Work order: Precise copying is required. Return the data below in full.

The records:

:::

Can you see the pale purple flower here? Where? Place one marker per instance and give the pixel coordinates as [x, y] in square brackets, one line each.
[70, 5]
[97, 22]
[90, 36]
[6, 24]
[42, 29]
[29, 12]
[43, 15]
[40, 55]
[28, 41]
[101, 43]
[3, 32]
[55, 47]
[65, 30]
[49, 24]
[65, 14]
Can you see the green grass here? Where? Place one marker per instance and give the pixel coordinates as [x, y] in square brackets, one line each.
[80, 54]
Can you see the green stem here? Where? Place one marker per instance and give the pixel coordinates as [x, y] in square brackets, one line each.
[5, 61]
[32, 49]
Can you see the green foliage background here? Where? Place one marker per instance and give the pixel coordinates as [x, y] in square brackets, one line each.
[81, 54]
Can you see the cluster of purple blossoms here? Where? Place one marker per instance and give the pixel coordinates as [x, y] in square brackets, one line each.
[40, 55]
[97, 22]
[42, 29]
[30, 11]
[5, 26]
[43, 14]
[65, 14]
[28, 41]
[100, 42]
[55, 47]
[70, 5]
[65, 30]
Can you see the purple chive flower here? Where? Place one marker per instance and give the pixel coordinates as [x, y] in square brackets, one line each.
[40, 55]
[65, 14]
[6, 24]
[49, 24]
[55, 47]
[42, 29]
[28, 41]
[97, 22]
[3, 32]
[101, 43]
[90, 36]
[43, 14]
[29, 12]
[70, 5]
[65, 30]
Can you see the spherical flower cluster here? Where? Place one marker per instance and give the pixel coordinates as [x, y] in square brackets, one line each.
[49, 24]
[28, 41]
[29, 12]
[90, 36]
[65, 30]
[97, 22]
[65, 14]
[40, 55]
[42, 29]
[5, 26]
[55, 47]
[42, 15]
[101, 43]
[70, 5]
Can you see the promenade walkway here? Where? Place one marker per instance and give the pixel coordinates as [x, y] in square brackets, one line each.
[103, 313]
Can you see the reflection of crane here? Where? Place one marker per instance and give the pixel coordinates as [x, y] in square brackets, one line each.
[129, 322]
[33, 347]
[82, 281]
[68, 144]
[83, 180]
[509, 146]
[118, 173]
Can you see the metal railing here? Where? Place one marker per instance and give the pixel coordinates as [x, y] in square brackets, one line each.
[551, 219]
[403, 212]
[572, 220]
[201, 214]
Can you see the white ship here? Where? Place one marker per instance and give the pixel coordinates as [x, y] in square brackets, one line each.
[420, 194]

:::

Output of the exercise:
Can you see the pale purple flower here? Where? Place one marker per instance and give the pixel coordinates as [x, y] in square brackets, one line each.
[70, 5]
[97, 22]
[90, 36]
[6, 24]
[42, 29]
[29, 12]
[43, 15]
[40, 55]
[28, 41]
[101, 43]
[3, 32]
[55, 47]
[65, 30]
[49, 24]
[65, 14]
Can you see the green grass here? Where? Place one marker per instance and give the pixel coordinates as [x, y] in square brackets, one line each.
[80, 54]
Can you see the green stem here? Where? Place one marker per instance and give the pixel coordinates as [x, y] in square brackets, one line each.
[5, 61]
[32, 49]
Can you see the green foliage background here? Where? Place one marker per instance and give the pixel coordinates as [x, y] in square brackets, one line each.
[81, 54]
Can you see the cluster of purple blossoms here? Where? Place one marker per instance and give the pixel coordinates as [x, y] in square brackets, one line each.
[40, 55]
[97, 22]
[42, 29]
[30, 11]
[5, 26]
[43, 14]
[65, 14]
[28, 41]
[100, 42]
[55, 47]
[70, 5]
[65, 30]
Can you see the purple chive flower here? Where? Place one marker per instance and give the pixel coordinates as [x, y] in square brackets, one line each.
[40, 55]
[65, 14]
[6, 24]
[49, 24]
[55, 47]
[42, 29]
[28, 41]
[97, 22]
[3, 32]
[101, 43]
[90, 36]
[43, 14]
[29, 12]
[70, 5]
[65, 30]
Can you see the spherical flower cluster here? Where? Place one marker per instance and give the pixel coordinates as [x, y] in square brackets, one line each.
[49, 24]
[28, 41]
[29, 12]
[90, 36]
[65, 30]
[97, 22]
[65, 14]
[40, 55]
[42, 29]
[5, 26]
[55, 47]
[42, 15]
[101, 43]
[70, 5]
Can you see the promenade walkway here? Where? Place one marker per instance and give the pixel coordinates as [x, y] in square brackets, one line each.
[103, 313]
Can you see the reflection of crane here? Where? Place one marker per instance and give the pixel coordinates as [x, y] in square brackets, one line each.
[129, 322]
[33, 347]
[82, 281]
[68, 144]
[83, 180]
[509, 146]
[118, 173]
Can you see the metal railing here? Where? Place one marker per instance and give the pixel coordinates as [x, y] in square brackets, one line each.
[551, 219]
[403, 212]
[572, 220]
[201, 214]
Can you see the white ship here? Where? Place one marker per instance and give the pixel coordinates as [x, y] in square brackets, one line each.
[420, 194]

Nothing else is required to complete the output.